▸ **RECORDED DATA**
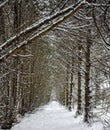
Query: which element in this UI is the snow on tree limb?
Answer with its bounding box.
[0,0,9,8]
[0,0,86,60]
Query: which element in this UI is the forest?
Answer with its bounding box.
[0,0,110,130]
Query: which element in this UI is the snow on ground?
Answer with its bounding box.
[11,101,103,130]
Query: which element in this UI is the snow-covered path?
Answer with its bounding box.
[11,101,102,130]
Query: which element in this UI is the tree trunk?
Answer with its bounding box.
[77,46,81,115]
[84,34,91,123]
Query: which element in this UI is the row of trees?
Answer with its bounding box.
[0,0,51,129]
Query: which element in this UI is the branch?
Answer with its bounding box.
[0,0,85,60]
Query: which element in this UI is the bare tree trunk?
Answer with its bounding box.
[77,46,81,115]
[84,34,91,123]
[68,57,74,111]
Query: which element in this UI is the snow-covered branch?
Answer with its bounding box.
[0,0,85,60]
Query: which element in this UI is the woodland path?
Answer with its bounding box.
[11,101,102,130]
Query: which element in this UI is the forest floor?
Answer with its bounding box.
[11,101,103,130]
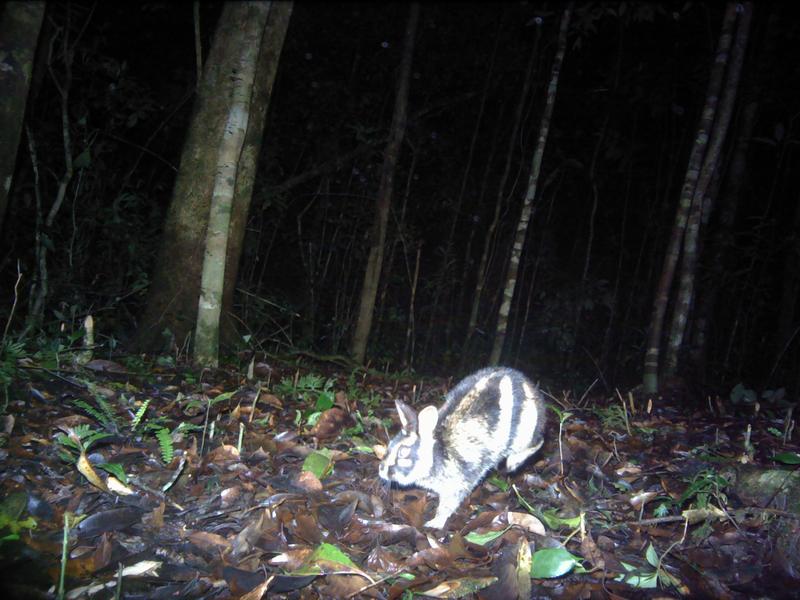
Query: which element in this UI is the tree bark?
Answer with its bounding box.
[0,0,44,230]
[665,2,753,377]
[460,29,542,362]
[489,2,573,365]
[643,2,736,394]
[194,2,269,367]
[220,2,294,344]
[137,3,288,351]
[350,2,419,363]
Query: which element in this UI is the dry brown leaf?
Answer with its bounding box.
[76,450,109,492]
[185,531,230,554]
[506,511,547,535]
[294,471,323,492]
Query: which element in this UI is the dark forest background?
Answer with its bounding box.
[0,2,800,395]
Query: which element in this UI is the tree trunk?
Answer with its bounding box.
[690,102,756,376]
[350,2,419,363]
[133,2,286,351]
[643,2,736,394]
[0,0,44,230]
[489,2,573,365]
[460,28,542,356]
[665,2,753,377]
[423,18,502,364]
[194,2,269,367]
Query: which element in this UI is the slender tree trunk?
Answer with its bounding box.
[0,0,44,230]
[23,8,89,335]
[690,102,752,374]
[665,2,753,377]
[462,29,542,356]
[643,2,736,394]
[350,2,419,363]
[133,2,280,351]
[425,19,502,360]
[194,2,269,367]
[220,1,294,343]
[489,2,573,365]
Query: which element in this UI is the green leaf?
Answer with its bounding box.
[772,452,800,465]
[96,463,128,484]
[0,492,28,521]
[131,398,151,431]
[314,392,334,411]
[486,475,511,492]
[419,577,497,598]
[464,526,511,546]
[208,392,235,406]
[614,563,658,589]
[644,544,658,567]
[531,548,580,579]
[156,427,175,464]
[541,509,581,529]
[303,448,333,480]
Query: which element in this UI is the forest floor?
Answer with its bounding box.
[0,359,800,599]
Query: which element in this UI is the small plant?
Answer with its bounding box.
[678,469,729,509]
[156,427,175,465]
[595,404,628,431]
[0,340,28,412]
[0,492,36,545]
[615,544,681,589]
[275,373,336,427]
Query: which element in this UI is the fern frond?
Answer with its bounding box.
[156,427,175,464]
[131,398,151,431]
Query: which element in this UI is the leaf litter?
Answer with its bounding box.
[0,360,800,599]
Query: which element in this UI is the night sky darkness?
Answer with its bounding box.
[0,2,800,393]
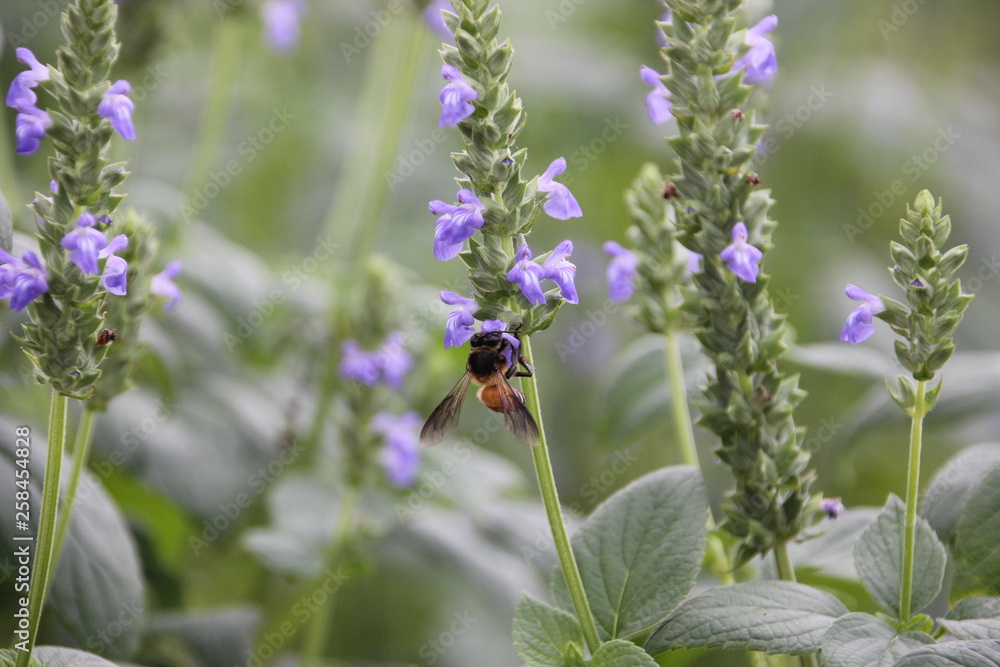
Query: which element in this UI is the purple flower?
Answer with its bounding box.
[260,0,309,53]
[375,331,413,391]
[542,240,580,304]
[719,222,764,283]
[840,285,885,345]
[441,292,478,349]
[62,213,108,276]
[438,65,479,127]
[14,107,52,155]
[339,339,379,387]
[604,241,639,301]
[538,157,583,220]
[97,79,135,141]
[733,14,778,85]
[7,47,49,112]
[819,498,847,519]
[507,245,545,306]
[372,411,421,489]
[149,261,181,310]
[423,0,452,39]
[0,250,49,312]
[639,65,672,125]
[427,188,486,261]
[482,320,521,366]
[97,236,128,296]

▸ **WRITTEN TASK**
Copy out every item above word for word, leaving out the pictures.

▸ **REPLY**
Query: which element in this UI is the snow on tree limb?
Answer with its bounding box.
[0,0,9,8]
[0,0,86,60]
Query: which element in this UI is the forest?
Answer with its bounding box.
[0,0,110,130]
Query: which element in this UI is the snow on ground?
Answer with its bounding box.
[11,101,103,130]
Query: which element in this UI is the snow-covered path?
Answer with its bounding box.
[11,101,102,130]
Query: which element in this UI is the tree trunk?
Answer with its bounding box.
[77,46,81,115]
[84,34,91,123]
Query: which element in this UI is the row of trees?
Answer with its bounding box.
[0,0,51,129]
Query: which element in this UI is the branch?
Answer with its bounding box.
[0,0,85,60]
Query: which element in this UI is the bare tree trunk?
Answer with its bounding box.
[77,46,81,115]
[84,34,91,123]
[68,57,74,111]
Query: which element in this UI is the snow-covered branch?
Answer with its bounding box.
[0,0,85,60]
Query: which element in this UI is the woodland path?
Answer with its bounding box.
[11,101,102,130]
Query: which element in this UI is the forest floor?
Answer with its bounding box.
[11,101,103,130]
Query: which element in this UI is the tree bark?
Answer with its bounding box.
[0,0,44,230]
[665,2,753,377]
[460,29,542,362]
[489,2,573,365]
[643,2,736,394]
[194,2,269,367]
[220,2,294,344]
[137,3,288,351]
[350,2,419,363]
Query: which element in this UI is the dry brown leaf?
Answer with its bounding box.
[76,450,109,492]
[185,531,230,554]
[506,511,547,535]
[294,471,323,492]
Query: which element in this UI is the dark forest background?
Answer with its bounding box.
[0,2,800,395]
Query: which element in this UI is the tree trunk?
Answer with its bounding box.
[690,102,756,376]
[350,2,419,363]
[133,2,286,351]
[643,2,736,394]
[0,0,44,230]
[489,2,573,365]
[460,28,542,356]
[665,2,753,377]
[423,18,502,364]
[194,2,269,367]
Query: which element in this UI is the slender tree trunk?
Answer with its bounding box.
[0,0,44,230]
[23,8,89,335]
[690,102,752,374]
[665,2,753,377]
[462,29,542,356]
[643,2,736,394]
[350,2,419,363]
[133,2,280,351]
[425,19,502,360]
[194,2,269,367]
[220,1,294,343]
[489,2,573,365]
Query: which element in this UI is the green leaf?
Answer with its bounding box.
[772,452,800,465]
[96,463,128,484]
[0,492,28,521]
[131,398,151,431]
[314,392,334,411]
[486,475,511,492]
[419,577,497,598]
[464,526,511,546]
[208,392,235,406]
[614,563,658,589]
[644,544,658,567]
[531,548,580,579]
[156,427,175,464]
[541,509,581,529]
[303,448,333,480]
Query: which element in this UI is the forest floor?
Answer with its bounding box.
[0,359,800,599]
Query: which element in this UI is the small plant?
Answer with its bounding box.
[678,469,729,509]
[156,427,175,465]
[595,404,628,431]
[0,340,28,412]
[0,492,36,545]
[615,544,681,589]
[275,373,336,427]
Query: which element in this UI is the fern frond?
Answer with its bounding box.
[156,427,175,464]
[131,398,151,431]
Query: which element in this UI is the leaf litter?
Answer with its bounding box.
[0,360,800,599]
Query: which element in this UI is the night sky darkness?
Answer with its bounding box.
[0,2,800,393]
Query: which element in this UI is the purple flower?
Answer with its bounding box.
[260,0,309,53]
[375,331,413,391]
[542,240,580,304]
[719,222,764,283]
[840,285,885,345]
[441,292,478,349]
[62,213,108,276]
[438,65,479,127]
[14,107,52,155]
[339,339,379,387]
[604,241,639,301]
[538,157,583,220]
[97,79,135,141]
[733,14,778,85]
[7,47,49,112]
[819,498,847,519]
[507,245,545,306]
[372,411,421,489]
[149,261,181,310]
[423,0,452,39]
[0,250,49,312]
[639,65,672,125]
[427,188,486,261]
[482,320,521,366]
[97,236,128,296]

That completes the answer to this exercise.